Work to complete:
For the listing below, print exactly the lines from the line with "positive clicks: (116, 65) (116, 69)" to the line with "positive clicks: (211, 46)", both included, and nothing beyond them.

---------- Data for the task ----------

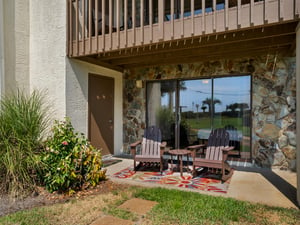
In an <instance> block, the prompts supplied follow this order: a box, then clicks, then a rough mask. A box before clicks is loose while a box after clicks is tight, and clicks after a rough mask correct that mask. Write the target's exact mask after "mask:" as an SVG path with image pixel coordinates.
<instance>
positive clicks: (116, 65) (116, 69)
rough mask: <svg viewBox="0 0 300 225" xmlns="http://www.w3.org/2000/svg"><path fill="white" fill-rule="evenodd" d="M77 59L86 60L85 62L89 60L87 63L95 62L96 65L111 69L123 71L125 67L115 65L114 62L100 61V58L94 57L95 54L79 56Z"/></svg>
mask: <svg viewBox="0 0 300 225" xmlns="http://www.w3.org/2000/svg"><path fill="white" fill-rule="evenodd" d="M76 59H78V60H81V61H84V62H87V63H91V64H94V65H98V66H102V67H105V68H109V69H112V70H116V71H119V72H123V71H124V68H123V67H121V66H118V65H113V64H109V63H106V62H103V61H100V60H99V59H97V58H94V57H93V56H85V57H78V58H76Z"/></svg>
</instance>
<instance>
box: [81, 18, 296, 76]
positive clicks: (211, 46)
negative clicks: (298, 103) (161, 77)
mask: <svg viewBox="0 0 300 225" xmlns="http://www.w3.org/2000/svg"><path fill="white" fill-rule="evenodd" d="M297 24H298V22H297V21H296V22H295V21H293V22H290V23H282V24H279V25H278V24H277V25H273V26H272V25H268V26H262V27H255V28H254V27H253V28H250V29H249V28H247V29H242V30H239V31H238V32H228V33H216V34H213V35H203V36H198V37H193V38H187V39H181V40H173V41H170V42H162V43H159V44H154V45H144V46H143V45H142V46H137V47H133V48H127V49H120V50H118V51H114V52H110V53H101V54H97V55H90V56H85V57H80V58H78V59H80V60H83V61H86V62H89V63H93V64H97V65H101V66H105V67H108V68H112V69H115V70H119V71H122V70H123V69H125V68H132V67H143V66H153V65H163V64H178V63H191V62H197V61H207V60H215V59H222V58H227V59H228V58H237V57H246V56H247V57H250V56H256V55H260V54H276V53H279V52H280V53H281V54H284V55H293V54H295V53H294V52H295V44H296V33H295V29H296V27H297Z"/></svg>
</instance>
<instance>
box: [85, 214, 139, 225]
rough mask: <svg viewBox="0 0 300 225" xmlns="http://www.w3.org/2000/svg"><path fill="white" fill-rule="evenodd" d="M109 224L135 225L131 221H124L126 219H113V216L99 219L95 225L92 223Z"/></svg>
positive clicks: (106, 224)
mask: <svg viewBox="0 0 300 225" xmlns="http://www.w3.org/2000/svg"><path fill="white" fill-rule="evenodd" d="M108 224H113V225H133V222H132V221H129V220H124V219H120V218H117V217H113V216H104V217H100V218H98V219H97V220H95V221H94V222H93V223H91V225H108Z"/></svg>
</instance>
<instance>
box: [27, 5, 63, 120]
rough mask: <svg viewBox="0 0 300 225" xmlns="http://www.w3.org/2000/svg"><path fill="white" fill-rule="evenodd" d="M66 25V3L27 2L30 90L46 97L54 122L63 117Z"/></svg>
mask: <svg viewBox="0 0 300 225" xmlns="http://www.w3.org/2000/svg"><path fill="white" fill-rule="evenodd" d="M65 24H66V2H65V1H61V0H54V1H39V0H31V1H30V89H31V90H33V89H40V90H43V91H45V92H46V93H47V96H49V99H48V101H49V103H50V104H51V105H52V106H53V107H52V110H53V117H54V118H56V119H62V118H63V117H64V116H65V115H66V60H65V58H66V25H65Z"/></svg>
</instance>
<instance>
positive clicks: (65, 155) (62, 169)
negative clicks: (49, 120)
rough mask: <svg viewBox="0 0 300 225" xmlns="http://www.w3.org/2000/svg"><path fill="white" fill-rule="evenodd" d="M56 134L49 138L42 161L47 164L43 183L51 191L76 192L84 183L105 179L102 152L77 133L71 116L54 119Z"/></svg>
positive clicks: (80, 134)
mask: <svg viewBox="0 0 300 225" xmlns="http://www.w3.org/2000/svg"><path fill="white" fill-rule="evenodd" d="M52 133H53V135H52V136H51V137H50V138H48V139H47V141H46V151H45V154H44V156H43V162H44V163H45V164H46V165H47V170H46V171H45V173H44V179H43V180H44V183H45V185H46V188H47V189H48V190H49V191H50V192H53V191H60V192H69V193H71V192H73V191H75V190H77V189H81V188H82V187H83V185H92V186H95V185H97V184H98V183H99V182H100V181H101V180H104V179H106V176H105V172H106V171H105V170H102V169H101V167H102V157H101V152H100V150H98V149H95V148H94V147H93V146H92V145H91V144H90V142H89V141H88V140H87V139H86V138H85V137H84V134H78V133H77V132H75V131H74V128H73V126H72V124H71V122H70V119H69V118H66V119H65V121H55V123H54V127H53V128H52Z"/></svg>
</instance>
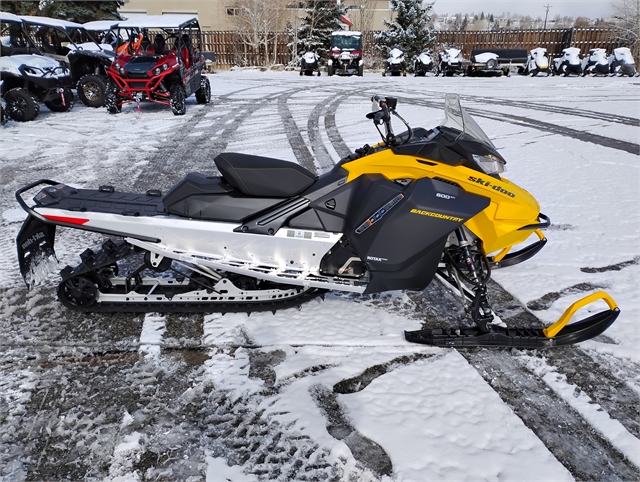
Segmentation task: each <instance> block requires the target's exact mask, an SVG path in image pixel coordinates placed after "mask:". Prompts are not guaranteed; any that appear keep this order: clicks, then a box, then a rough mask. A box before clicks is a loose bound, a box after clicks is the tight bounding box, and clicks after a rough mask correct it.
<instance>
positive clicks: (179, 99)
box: [169, 84, 187, 115]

----------

Output for this task:
positive clicks: (116, 65) (116, 69)
rough mask: <svg viewBox="0 0 300 225" xmlns="http://www.w3.org/2000/svg"><path fill="white" fill-rule="evenodd" d="M77 59L86 60L85 62L89 60L87 63L95 62L96 65L111 69L123 71L125 67L115 65L114 62L100 61V58L94 57L95 54L79 56Z"/></svg>
mask: <svg viewBox="0 0 300 225" xmlns="http://www.w3.org/2000/svg"><path fill="white" fill-rule="evenodd" d="M76 59H78V60H81V61H84V62H87V63H91V64H94V65H98V66H102V67H105V68H109V69H112V70H116V71H119V72H123V71H124V68H123V67H121V66H118V65H113V64H109V63H106V62H103V61H100V60H99V59H97V58H94V57H93V56H85V57H78V58H76Z"/></svg>
</instance>
<instance>
box: [81, 18, 296, 76]
positive clicks: (211, 46)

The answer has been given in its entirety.